Copy out exactly the lines below that run from the one holding "In this exercise you will tag every instance of the city" to the one holding "In this exercise you will tag every instance of the illuminated", keeping both of those lines and no others.

START Information provided

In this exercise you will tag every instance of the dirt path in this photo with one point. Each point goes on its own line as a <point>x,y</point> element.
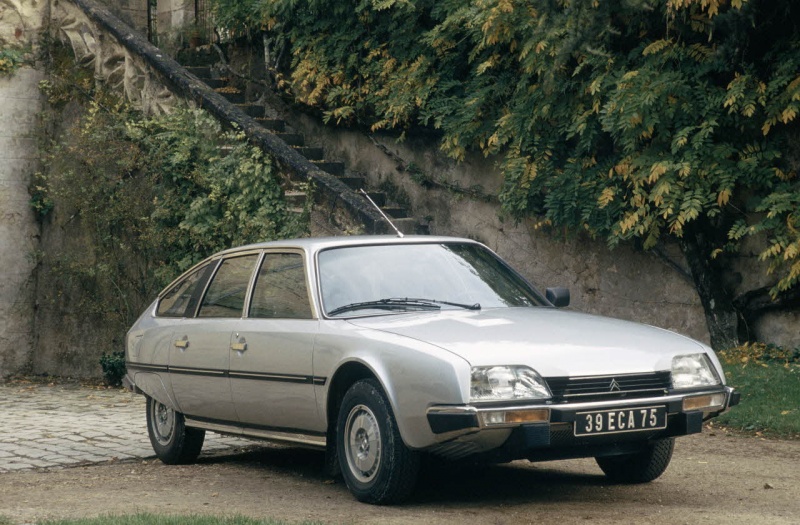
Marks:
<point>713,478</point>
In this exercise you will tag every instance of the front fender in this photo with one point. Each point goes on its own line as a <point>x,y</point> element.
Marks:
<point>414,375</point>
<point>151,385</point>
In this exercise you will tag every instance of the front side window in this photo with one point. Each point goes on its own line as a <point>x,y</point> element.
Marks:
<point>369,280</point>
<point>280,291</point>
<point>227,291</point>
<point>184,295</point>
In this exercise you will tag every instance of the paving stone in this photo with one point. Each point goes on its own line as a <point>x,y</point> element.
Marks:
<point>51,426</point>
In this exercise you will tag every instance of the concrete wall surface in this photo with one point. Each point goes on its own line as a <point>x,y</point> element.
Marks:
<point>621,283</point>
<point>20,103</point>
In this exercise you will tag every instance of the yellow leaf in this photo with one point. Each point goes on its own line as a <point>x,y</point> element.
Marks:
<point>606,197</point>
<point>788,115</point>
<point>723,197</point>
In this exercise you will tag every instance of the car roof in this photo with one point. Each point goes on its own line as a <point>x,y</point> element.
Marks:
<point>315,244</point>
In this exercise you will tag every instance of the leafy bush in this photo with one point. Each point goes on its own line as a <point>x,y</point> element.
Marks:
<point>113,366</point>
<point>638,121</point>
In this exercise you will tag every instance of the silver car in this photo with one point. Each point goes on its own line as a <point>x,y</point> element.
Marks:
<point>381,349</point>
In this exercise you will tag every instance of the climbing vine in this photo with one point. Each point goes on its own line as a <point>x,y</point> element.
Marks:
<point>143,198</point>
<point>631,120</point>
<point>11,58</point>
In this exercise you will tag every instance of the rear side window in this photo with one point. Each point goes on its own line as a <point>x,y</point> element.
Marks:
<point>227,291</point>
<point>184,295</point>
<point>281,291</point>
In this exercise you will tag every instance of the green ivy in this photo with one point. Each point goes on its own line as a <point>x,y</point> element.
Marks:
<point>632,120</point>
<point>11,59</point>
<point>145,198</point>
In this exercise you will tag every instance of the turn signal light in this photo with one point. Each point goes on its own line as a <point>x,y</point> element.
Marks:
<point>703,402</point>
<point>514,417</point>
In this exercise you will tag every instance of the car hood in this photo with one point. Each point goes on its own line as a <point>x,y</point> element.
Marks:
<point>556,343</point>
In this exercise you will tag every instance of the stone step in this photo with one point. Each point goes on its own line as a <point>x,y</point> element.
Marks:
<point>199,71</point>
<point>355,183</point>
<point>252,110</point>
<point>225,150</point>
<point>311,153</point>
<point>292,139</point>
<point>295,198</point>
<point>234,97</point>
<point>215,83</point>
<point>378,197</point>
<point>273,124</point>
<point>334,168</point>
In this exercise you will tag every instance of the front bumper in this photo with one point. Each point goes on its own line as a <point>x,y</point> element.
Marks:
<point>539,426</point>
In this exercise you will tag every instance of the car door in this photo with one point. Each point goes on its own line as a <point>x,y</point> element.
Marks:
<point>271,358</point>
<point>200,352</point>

END Information provided
START Information provided

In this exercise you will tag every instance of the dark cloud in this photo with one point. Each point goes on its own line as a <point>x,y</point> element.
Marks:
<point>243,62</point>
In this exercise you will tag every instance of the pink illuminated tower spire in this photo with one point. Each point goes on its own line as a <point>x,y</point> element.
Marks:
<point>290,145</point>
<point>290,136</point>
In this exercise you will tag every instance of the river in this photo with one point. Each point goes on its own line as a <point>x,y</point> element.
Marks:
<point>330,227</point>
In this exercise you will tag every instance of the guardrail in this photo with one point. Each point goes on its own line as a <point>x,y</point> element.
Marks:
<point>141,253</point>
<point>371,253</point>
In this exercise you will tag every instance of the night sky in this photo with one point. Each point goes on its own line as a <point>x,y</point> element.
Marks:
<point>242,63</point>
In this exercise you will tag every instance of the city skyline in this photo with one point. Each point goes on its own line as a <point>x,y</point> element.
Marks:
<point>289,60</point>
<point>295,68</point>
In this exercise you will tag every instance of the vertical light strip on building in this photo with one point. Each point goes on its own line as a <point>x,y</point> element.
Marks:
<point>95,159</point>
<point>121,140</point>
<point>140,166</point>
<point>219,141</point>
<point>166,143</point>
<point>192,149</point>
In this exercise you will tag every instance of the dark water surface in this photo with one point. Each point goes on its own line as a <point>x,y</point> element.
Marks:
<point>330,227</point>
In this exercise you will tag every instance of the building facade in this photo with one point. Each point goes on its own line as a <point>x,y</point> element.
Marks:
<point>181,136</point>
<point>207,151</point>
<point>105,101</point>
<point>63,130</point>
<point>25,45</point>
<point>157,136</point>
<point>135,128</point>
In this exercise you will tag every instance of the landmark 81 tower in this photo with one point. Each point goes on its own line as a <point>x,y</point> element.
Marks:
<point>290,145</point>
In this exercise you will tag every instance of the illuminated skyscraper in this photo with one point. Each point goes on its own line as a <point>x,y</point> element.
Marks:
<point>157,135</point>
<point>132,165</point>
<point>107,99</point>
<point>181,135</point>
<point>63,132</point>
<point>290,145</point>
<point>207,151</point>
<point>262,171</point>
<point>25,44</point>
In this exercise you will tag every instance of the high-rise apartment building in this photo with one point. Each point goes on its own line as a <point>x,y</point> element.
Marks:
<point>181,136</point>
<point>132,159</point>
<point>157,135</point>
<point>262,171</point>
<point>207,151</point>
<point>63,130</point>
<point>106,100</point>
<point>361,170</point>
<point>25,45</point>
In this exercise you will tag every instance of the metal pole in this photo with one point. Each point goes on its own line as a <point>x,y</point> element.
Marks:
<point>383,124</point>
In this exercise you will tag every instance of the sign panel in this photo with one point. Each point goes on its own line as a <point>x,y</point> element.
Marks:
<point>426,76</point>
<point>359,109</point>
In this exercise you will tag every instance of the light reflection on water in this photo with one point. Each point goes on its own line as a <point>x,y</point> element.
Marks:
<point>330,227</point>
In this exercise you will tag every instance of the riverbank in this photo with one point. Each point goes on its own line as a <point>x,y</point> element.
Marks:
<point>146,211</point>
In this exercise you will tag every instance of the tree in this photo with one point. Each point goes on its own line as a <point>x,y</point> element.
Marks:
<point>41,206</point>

END Information provided
START Information provided

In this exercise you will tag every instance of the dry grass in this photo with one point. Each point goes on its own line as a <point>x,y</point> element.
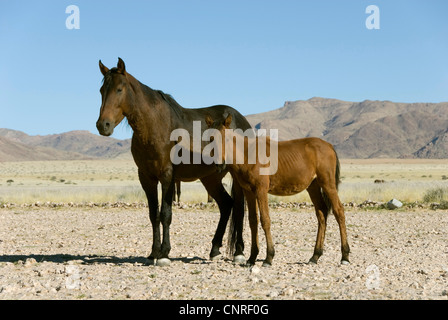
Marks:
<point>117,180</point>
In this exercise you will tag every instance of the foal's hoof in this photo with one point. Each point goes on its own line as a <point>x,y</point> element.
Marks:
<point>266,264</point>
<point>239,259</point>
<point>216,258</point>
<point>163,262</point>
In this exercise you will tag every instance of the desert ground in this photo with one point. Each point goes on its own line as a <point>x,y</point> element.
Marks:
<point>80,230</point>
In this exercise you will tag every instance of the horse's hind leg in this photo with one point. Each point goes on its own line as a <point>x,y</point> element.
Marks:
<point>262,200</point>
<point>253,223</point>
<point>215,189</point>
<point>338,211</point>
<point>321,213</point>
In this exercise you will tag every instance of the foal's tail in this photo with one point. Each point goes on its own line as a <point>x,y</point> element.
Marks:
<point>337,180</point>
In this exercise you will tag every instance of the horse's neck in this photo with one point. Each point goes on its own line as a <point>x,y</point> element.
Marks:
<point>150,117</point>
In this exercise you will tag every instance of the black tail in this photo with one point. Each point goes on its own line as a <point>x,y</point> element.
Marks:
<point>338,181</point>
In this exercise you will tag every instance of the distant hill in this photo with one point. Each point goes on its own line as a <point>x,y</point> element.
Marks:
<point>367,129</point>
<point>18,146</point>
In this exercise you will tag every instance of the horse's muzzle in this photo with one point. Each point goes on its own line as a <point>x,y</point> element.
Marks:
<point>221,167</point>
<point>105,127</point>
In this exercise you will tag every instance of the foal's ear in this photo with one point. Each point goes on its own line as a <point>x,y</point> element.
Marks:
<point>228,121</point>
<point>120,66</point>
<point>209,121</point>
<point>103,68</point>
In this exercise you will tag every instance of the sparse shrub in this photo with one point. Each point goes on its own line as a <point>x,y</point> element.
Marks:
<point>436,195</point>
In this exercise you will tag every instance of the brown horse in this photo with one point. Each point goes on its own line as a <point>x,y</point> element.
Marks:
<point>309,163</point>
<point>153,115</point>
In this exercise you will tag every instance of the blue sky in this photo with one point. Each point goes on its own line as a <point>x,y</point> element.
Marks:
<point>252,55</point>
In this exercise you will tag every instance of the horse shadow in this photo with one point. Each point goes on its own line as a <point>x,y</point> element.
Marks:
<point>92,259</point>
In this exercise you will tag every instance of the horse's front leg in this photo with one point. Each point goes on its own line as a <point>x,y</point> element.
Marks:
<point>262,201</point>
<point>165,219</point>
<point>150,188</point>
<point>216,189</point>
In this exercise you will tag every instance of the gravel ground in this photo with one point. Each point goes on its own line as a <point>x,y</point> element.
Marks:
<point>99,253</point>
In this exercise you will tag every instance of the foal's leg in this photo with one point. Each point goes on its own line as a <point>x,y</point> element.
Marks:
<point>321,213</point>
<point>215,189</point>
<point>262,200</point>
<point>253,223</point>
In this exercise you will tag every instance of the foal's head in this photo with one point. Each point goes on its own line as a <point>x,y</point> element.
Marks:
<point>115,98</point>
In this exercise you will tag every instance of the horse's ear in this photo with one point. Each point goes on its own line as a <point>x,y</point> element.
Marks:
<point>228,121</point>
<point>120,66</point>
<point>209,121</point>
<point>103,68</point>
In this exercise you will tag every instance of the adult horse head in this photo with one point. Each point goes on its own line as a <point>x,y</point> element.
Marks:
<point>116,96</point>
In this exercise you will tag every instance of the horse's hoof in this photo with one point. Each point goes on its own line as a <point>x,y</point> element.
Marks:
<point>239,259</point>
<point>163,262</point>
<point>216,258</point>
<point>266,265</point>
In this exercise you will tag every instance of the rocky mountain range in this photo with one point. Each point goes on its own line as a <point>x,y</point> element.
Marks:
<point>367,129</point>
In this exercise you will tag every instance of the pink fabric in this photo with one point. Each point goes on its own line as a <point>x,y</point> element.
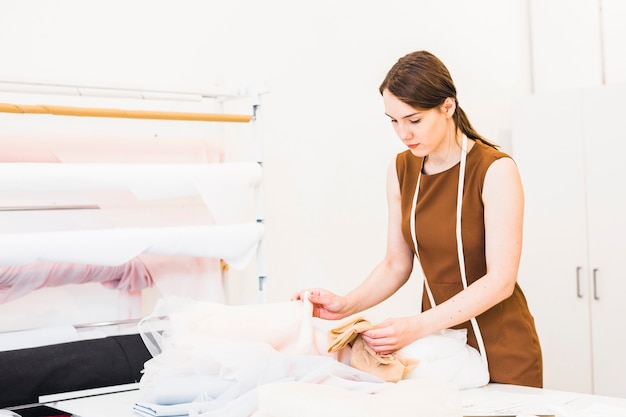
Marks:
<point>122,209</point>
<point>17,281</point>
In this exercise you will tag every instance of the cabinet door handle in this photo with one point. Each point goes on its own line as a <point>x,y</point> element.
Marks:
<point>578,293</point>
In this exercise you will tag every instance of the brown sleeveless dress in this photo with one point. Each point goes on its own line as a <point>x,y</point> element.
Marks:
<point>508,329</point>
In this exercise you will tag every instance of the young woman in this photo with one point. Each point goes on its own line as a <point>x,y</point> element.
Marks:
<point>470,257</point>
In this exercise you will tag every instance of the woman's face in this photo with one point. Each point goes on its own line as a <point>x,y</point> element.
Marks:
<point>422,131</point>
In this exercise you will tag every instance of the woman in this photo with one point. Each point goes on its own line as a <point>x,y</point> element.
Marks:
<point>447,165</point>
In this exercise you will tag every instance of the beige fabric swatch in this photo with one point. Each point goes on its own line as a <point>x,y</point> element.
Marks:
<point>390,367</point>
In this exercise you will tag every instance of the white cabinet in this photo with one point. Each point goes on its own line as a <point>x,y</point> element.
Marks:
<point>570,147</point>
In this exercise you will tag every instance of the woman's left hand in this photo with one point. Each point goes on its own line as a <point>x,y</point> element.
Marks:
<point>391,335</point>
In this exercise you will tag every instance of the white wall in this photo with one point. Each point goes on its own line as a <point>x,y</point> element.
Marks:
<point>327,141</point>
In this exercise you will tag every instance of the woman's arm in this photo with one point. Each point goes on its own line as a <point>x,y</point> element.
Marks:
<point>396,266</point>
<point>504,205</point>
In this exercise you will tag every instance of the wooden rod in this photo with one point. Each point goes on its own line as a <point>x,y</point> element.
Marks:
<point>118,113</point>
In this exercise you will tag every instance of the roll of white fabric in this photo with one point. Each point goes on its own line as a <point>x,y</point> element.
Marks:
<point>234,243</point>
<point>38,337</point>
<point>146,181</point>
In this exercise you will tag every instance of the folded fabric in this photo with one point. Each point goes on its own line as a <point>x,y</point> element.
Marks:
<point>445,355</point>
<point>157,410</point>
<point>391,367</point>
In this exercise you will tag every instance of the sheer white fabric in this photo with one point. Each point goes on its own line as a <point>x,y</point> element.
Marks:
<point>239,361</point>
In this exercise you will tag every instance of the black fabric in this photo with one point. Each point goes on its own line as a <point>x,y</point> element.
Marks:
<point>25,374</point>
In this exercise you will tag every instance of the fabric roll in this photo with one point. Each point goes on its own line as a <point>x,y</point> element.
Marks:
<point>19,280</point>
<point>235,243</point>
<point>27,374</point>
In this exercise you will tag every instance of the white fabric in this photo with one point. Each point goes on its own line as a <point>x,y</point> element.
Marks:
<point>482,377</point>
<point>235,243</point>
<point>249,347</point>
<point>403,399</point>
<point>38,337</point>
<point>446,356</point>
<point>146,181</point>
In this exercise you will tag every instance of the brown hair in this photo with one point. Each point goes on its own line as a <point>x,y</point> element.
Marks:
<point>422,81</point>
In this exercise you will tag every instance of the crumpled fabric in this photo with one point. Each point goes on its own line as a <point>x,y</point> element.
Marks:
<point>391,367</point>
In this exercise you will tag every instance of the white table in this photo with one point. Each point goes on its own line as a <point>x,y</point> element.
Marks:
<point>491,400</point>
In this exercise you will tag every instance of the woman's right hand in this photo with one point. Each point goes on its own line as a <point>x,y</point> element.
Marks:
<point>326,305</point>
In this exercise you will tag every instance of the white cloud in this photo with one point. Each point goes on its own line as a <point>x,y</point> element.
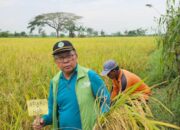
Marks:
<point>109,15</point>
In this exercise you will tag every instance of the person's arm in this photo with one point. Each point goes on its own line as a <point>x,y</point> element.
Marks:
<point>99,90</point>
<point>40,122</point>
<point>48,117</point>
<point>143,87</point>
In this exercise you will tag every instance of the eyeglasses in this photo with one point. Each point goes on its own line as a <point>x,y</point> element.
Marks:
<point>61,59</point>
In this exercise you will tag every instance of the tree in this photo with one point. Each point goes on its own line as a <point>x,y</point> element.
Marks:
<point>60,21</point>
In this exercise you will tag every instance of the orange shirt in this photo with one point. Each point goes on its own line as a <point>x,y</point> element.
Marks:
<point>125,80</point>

END Information provided

[Result of the task]
In this exercise you will tag every instance of the city skyline in this photo with one point. Each point goes on its own line as a <point>x,y</point> element.
Marks:
<point>289,60</point>
<point>295,68</point>
In this exercise you will tag every instance of the vertical light strip on building in this photo with one point. Each point goes on its own line as a <point>x,y</point> element.
Marks:
<point>95,159</point>
<point>121,140</point>
<point>140,166</point>
<point>219,141</point>
<point>166,143</point>
<point>192,149</point>
In this exercise you will tag every instance of the dark water surface in this photo with one point. Each point goes on its own line as a <point>x,y</point> element.
Marks:
<point>330,227</point>
In this exercise you will tag every instance of the building facade in this photo with one point. Each point goes on its own line as a <point>x,y</point> element.
Marks:
<point>181,136</point>
<point>207,151</point>
<point>105,101</point>
<point>63,130</point>
<point>25,45</point>
<point>157,136</point>
<point>135,128</point>
In this exercise you will tag every instance of the landmark 81 tower in this photo with one point. Each point goes on its own line as a <point>x,y</point> element.
Marks:
<point>290,145</point>
In this exercise you will tag every instance of the illuminated skyscraper in this photo with one point. Each point goes on its own line as a <point>x,y</point> element.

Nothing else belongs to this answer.